** LISTED ENTRIES follows **
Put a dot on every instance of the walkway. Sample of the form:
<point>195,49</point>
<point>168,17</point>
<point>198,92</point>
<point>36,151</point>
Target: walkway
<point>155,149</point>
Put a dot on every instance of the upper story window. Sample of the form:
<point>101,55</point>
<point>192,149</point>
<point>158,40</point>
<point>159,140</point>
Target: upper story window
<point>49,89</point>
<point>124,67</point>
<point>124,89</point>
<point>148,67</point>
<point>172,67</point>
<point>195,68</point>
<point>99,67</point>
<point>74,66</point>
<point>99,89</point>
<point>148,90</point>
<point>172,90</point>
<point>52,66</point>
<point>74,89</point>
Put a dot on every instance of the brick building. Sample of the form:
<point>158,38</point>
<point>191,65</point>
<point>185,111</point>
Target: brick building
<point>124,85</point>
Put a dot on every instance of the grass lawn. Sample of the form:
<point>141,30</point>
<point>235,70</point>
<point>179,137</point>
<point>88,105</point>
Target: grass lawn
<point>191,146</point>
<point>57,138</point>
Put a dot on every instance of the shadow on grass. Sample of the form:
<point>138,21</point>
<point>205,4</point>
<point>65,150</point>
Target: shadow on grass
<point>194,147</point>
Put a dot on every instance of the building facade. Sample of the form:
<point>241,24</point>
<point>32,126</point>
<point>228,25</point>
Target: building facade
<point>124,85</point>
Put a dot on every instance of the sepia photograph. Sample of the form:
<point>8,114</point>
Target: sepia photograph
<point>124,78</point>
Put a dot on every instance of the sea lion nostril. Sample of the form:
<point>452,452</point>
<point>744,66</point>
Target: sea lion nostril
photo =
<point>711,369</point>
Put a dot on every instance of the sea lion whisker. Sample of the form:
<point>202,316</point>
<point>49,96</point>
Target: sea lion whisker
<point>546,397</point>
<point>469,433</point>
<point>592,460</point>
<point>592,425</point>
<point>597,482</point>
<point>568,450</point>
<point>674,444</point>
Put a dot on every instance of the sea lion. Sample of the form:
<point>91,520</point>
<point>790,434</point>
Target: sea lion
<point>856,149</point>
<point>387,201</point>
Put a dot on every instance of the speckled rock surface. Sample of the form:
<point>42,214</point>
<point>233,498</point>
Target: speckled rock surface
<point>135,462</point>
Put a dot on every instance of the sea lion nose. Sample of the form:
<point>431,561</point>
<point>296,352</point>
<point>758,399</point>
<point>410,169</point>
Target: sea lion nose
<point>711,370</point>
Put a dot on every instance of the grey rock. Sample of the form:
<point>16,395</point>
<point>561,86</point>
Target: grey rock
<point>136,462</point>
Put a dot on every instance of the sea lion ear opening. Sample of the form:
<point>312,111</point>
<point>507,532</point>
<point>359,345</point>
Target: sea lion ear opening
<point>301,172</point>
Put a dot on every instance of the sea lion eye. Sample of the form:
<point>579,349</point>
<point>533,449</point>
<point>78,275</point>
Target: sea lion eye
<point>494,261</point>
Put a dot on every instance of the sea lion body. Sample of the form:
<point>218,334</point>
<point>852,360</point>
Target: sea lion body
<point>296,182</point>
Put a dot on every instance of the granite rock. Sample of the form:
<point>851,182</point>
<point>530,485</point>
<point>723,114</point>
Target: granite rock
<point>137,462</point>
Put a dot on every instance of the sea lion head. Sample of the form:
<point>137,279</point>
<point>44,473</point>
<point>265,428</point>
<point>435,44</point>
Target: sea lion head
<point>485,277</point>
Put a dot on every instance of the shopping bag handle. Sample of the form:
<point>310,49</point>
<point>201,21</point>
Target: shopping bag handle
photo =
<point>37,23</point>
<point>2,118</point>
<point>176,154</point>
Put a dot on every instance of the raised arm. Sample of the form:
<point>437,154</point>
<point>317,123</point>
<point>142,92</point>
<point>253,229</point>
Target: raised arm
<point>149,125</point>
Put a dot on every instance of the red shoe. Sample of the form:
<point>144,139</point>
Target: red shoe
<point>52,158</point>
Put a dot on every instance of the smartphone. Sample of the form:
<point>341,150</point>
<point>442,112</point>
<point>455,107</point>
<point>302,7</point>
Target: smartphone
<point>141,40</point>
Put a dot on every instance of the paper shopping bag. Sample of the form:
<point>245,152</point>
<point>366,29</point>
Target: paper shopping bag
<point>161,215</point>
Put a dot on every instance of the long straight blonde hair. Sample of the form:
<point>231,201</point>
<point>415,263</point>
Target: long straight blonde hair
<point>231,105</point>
** End of LISTED ENTRIES **
**EXERCISE DESCRIPTION**
In the data above, retype exactly and only the lines between the one holding "<point>744,66</point>" and the one holding "<point>49,96</point>", inclusive.

**WORKED SOLUTION**
<point>744,66</point>
Target: sea lion nostril
photo =
<point>711,369</point>
Put a dot on every instance of the sea lion whisker. Sample of the form:
<point>202,316</point>
<point>49,96</point>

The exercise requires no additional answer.